Pointing dataset entries:
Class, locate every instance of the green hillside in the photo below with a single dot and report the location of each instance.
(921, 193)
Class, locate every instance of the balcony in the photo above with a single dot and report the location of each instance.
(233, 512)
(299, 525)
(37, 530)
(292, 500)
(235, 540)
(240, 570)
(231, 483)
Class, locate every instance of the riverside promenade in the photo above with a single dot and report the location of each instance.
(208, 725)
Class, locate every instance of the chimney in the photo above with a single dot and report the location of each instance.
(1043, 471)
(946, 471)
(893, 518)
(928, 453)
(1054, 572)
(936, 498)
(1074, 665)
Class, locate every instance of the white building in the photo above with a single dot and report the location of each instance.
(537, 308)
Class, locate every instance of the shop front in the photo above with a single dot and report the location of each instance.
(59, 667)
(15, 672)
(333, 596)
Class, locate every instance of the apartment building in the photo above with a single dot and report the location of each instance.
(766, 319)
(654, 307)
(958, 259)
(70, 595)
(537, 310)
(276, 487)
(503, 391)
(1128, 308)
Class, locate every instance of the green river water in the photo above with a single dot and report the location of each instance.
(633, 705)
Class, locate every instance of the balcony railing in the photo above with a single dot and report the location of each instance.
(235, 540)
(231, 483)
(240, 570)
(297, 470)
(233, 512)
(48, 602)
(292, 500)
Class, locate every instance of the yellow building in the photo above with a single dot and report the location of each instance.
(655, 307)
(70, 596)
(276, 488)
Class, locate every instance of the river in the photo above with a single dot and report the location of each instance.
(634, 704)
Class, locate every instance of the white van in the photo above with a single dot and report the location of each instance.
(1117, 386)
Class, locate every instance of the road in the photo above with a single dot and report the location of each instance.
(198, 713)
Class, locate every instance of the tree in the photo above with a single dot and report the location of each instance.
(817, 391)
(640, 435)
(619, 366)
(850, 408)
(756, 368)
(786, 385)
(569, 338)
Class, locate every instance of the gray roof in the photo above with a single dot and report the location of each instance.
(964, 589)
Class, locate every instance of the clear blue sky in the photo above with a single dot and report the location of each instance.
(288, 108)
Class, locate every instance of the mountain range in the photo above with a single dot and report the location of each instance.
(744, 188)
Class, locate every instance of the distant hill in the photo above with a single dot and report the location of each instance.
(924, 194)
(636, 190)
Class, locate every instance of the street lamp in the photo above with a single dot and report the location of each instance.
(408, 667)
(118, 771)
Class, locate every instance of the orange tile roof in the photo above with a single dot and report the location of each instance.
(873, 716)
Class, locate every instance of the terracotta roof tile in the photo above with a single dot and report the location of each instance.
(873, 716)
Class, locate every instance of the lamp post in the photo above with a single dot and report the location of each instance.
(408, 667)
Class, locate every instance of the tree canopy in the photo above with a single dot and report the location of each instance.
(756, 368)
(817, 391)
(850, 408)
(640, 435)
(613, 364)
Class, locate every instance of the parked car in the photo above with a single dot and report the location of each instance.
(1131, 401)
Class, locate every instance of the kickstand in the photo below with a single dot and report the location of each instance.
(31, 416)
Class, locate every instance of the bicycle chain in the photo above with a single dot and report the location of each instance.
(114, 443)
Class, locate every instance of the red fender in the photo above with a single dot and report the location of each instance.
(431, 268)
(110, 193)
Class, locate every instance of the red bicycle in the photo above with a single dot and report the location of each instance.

...

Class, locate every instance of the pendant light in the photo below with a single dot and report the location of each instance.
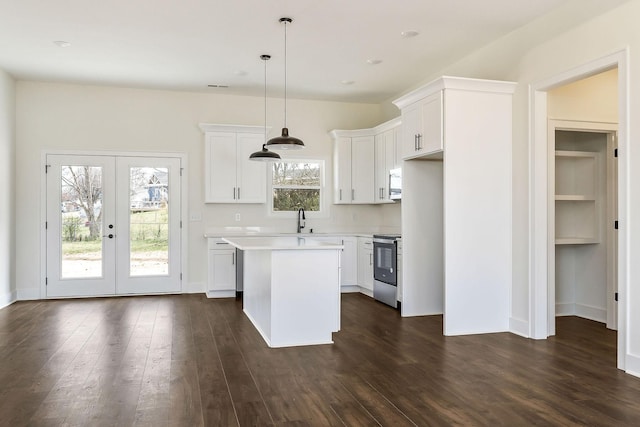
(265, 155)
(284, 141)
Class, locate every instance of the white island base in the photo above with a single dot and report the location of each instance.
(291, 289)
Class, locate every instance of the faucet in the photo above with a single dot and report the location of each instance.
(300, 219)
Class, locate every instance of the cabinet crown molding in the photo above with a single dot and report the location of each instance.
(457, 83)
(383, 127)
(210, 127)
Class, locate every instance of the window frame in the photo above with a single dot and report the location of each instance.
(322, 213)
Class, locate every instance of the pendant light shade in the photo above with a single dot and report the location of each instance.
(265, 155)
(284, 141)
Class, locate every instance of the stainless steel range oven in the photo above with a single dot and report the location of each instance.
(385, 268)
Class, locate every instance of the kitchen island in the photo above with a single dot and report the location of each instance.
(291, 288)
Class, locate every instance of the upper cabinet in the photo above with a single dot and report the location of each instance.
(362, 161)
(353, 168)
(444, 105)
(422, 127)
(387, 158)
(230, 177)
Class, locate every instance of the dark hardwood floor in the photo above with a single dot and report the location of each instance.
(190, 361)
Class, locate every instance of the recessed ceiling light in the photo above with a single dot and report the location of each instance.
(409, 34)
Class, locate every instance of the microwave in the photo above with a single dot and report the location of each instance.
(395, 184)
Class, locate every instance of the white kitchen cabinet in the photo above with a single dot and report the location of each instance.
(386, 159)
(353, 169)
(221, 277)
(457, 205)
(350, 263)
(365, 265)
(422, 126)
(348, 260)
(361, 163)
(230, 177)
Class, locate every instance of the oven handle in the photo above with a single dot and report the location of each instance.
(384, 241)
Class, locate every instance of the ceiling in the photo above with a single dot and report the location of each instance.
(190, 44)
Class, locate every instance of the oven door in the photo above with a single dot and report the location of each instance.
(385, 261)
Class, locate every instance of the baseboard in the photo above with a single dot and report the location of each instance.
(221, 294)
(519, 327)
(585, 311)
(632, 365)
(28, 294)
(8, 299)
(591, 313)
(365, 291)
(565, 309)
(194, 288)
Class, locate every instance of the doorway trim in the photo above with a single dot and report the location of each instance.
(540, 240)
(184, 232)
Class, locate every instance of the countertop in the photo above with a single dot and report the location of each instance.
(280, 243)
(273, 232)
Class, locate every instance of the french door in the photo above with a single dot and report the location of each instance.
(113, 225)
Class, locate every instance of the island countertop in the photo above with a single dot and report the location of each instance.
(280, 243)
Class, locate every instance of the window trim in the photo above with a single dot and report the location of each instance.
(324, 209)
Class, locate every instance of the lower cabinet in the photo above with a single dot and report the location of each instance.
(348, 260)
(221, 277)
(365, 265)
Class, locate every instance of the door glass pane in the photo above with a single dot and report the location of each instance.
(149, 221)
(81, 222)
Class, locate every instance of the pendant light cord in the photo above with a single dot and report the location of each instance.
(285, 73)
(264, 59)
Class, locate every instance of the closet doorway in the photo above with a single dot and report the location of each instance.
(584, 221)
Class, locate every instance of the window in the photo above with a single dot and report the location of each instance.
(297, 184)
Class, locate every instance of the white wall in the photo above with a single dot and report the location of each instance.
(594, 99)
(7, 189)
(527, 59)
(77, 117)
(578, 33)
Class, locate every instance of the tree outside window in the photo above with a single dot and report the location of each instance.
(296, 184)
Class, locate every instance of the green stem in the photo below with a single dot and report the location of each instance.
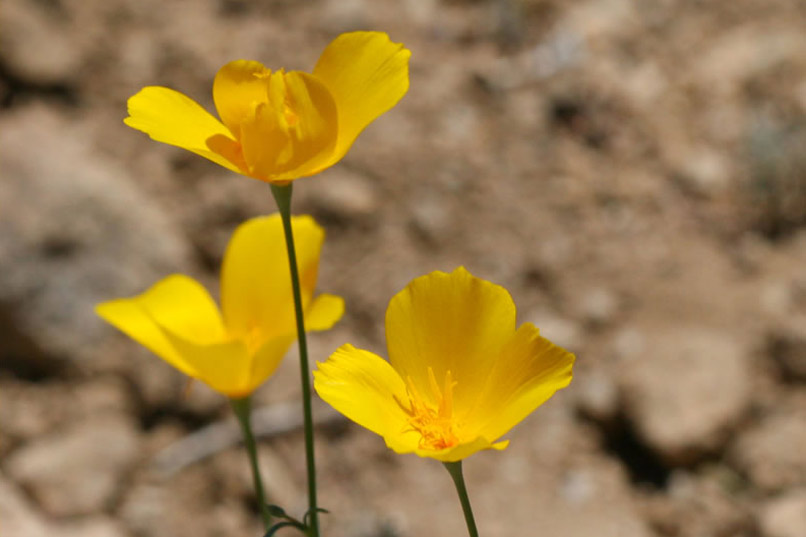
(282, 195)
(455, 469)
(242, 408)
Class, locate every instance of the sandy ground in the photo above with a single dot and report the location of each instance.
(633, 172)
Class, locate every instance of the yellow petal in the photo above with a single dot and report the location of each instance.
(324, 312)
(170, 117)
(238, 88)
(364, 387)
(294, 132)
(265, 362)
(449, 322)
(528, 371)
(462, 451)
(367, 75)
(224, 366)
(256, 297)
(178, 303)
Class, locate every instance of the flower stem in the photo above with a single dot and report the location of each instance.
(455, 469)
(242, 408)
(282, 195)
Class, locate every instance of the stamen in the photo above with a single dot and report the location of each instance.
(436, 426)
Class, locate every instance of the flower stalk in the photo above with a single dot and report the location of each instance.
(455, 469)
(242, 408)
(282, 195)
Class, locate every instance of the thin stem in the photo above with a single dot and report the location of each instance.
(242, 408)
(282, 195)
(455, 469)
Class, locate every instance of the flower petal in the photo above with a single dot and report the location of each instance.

Directions for this task
Which lines in the entries above contain the word "below"? Return each of those lines in full.

Complete response
Class, locate every instance of the green hillside in the photo below with a single dot and report the location of each instance.
Class, locate every instance of the kickstand in the photo below with a single dot and report the location of each instance.
Class, locate every instance of the pendant light in the photo below with a single dot and report the location of each instance.
Class, locate every instance of the green stem in the photo below with a single dot and report the location of each instance.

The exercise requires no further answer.